* Given request: Express every line from the start of the rows below through the line containing "0 1 449 298", inclusive, as a Markdown table with the columns No. and Line. Number each line, and leave out blank lines.

* Dataset:
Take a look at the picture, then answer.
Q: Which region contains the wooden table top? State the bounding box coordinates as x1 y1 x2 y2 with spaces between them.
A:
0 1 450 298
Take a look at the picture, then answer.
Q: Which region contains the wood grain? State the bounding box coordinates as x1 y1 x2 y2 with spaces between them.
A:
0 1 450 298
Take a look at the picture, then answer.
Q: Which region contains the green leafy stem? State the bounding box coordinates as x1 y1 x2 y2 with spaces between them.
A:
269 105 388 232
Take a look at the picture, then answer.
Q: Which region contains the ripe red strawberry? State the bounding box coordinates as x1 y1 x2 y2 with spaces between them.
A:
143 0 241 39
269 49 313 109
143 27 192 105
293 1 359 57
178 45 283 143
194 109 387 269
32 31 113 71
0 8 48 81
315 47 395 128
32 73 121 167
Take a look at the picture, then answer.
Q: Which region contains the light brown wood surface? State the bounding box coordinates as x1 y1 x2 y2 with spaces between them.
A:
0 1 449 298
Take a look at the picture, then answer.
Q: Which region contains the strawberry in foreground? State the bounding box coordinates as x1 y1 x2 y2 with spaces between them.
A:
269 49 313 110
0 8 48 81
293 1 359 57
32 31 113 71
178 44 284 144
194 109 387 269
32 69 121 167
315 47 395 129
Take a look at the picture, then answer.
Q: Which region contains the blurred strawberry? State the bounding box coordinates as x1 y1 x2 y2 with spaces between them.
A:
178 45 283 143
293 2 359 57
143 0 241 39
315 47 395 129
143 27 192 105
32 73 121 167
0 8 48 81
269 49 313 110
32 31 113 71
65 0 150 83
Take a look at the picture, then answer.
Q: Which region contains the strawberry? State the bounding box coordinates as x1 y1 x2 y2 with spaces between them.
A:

* Response below:
| No. | Line |
|---|---|
| 1 | Take a look at the picture, then answer. |
| 2 | Q: Which region contains the wooden table top? State the bounding box coordinates as x1 y1 x2 y2 with spaces between them. |
| 3 | A: |
| 4 | 0 1 450 298 |
| 5 | Take a look at the picture, then answer. |
| 6 | Q: Which region contains the wood grain? State the bounding box coordinates as x1 y1 x2 y2 with spaces between them. |
| 7 | A: |
| 8 | 0 1 450 298 |
| 9 | Take a look at the picture, then answer. |
| 10 | Q: Which region contains the green leafy stem? State the bounding box coordinates as x1 y1 x2 y2 with spaces between them. |
| 11 | A: |
| 12 | 269 105 388 232 |
| 13 | Take a look at the picture, then answer. |
| 14 | Q: Which region contains the ripe red strawberry? State the bounding box coordinates as x1 y1 x2 y2 with spaces between them. |
| 15 | A: |
| 16 | 143 0 241 39 |
| 17 | 269 49 313 109 |
| 18 | 143 27 192 105 |
| 19 | 293 1 359 57 |
| 20 | 178 45 283 143 |
| 21 | 194 109 387 269 |
| 22 | 32 31 113 71 |
| 23 | 0 8 48 81 |
| 24 | 315 47 395 128 |
| 25 | 32 73 121 167 |
| 26 | Take a look at the picture, then answer. |
| 27 | Q: Which region contains the light brown wood surface? State the bounding box coordinates as x1 y1 x2 y2 with spaces between them. |
| 28 | A: |
| 29 | 0 1 449 298 |